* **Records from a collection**
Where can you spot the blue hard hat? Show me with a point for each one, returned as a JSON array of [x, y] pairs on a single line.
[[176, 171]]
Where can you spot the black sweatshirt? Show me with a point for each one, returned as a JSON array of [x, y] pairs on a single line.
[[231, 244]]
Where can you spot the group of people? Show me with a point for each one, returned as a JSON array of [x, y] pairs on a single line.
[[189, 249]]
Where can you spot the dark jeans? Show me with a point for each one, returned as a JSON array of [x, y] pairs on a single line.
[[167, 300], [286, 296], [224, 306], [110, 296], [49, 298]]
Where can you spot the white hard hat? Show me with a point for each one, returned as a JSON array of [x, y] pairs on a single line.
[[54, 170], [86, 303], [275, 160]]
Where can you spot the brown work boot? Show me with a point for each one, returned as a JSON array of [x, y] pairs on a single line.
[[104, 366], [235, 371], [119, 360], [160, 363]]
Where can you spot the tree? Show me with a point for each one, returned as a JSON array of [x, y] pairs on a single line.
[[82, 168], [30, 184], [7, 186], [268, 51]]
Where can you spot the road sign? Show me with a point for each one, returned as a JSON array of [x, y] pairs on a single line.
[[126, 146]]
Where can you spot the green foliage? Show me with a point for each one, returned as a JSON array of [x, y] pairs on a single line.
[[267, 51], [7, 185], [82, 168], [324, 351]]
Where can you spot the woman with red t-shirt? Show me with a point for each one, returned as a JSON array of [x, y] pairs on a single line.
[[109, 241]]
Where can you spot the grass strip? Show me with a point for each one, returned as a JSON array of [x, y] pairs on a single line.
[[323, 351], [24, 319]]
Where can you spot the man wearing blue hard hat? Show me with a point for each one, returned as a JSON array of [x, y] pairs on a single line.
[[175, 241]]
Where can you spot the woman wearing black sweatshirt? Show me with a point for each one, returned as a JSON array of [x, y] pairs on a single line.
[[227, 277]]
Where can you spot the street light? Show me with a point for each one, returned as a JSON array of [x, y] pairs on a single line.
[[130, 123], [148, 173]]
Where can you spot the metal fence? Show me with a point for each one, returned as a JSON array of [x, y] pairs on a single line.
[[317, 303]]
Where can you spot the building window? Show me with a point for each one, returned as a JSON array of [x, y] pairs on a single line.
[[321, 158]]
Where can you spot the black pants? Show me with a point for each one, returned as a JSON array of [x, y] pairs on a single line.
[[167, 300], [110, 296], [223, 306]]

* **WHAT THIS TASK INVOLVES**
Without any alteration, repeat each entry shown above.

* **WRITTEN ANSWER**
Where can you spot the blue hard hat? Show me with a point for each one, returned as a JSON array of [x, y] pairs on a single line.
[[176, 171]]
Where can you spot the black sweatshirt? Show me with a point for each one, returned as a JSON array of [x, y] pairs on a single line.
[[231, 244]]
Where can you spot the group of people? Show me with a point for each one, returned as a JSON array of [x, y] pairs on a single line.
[[189, 249]]
Where can you spot the dark jeans? Show me with a point for each one, returned as a JSON array of [x, y] pairs on a single line.
[[167, 300], [286, 296], [224, 306], [110, 296], [49, 298]]
Where can you spot the white hard hat? Show me with a point for each one, returned as a JSON array of [x, y] pairs on a single line.
[[54, 170], [86, 303], [275, 160]]
Where can you spot the brown work boot? Show me with a point for each one, returned as a JSON array of [x, y] pairs on a single line.
[[104, 366], [235, 371], [119, 360], [160, 363]]
Where can you spot the tree? Show me with a point for each one, returned as a JSON array of [x, y] pairs on a single line.
[[82, 168], [30, 184], [7, 186], [268, 51]]
Where can you spot the road sign? Show me with a point for each one, returned as a JSON array of [x, y] pairs on a single line.
[[126, 146]]
Where can you spot the green foliage? Show me with a point for each one, returned as a JSON array of [x, y] pairs on a single line.
[[267, 51], [7, 185], [82, 168], [324, 351]]
Where can you spot the woman with red t-shirt? Show me with a point for each one, returned as a JSON array of [x, y] pairs on a single line.
[[109, 241]]
Where can you spot the grass strip? Show me with a point for each one, returned as a JSON array of [x, y] pairs on a single line.
[[323, 351], [24, 319]]
Where can you spot the man wearing blue hard hat? Show me with a point for each one, returned as a JSON array of [x, y] pairs on a single line.
[[175, 241]]
Where can you spot the woman wearing black sweatshirt? Show me with a point for each one, returned as a JSON array of [x, y] pairs on a single line.
[[227, 277]]
Where can you spot the street light? Show me with a point for each one, returned as a JSON array of [x, y] pairs on a single line.
[[130, 123], [148, 173]]
Where can you spot the metal fence? Show me with a point for each one, returned as a JSON array of [x, y] pairs on a single line.
[[317, 303]]
Where can you spot the building window? Show me with a point for each one, returned as a JSON array of [x, y] pairs on a single line.
[[321, 158]]
Where can you spot the black pants? Show me with a point for each one, returned as a JSON array of [x, y] pairs on a single line.
[[167, 300], [110, 296], [223, 306]]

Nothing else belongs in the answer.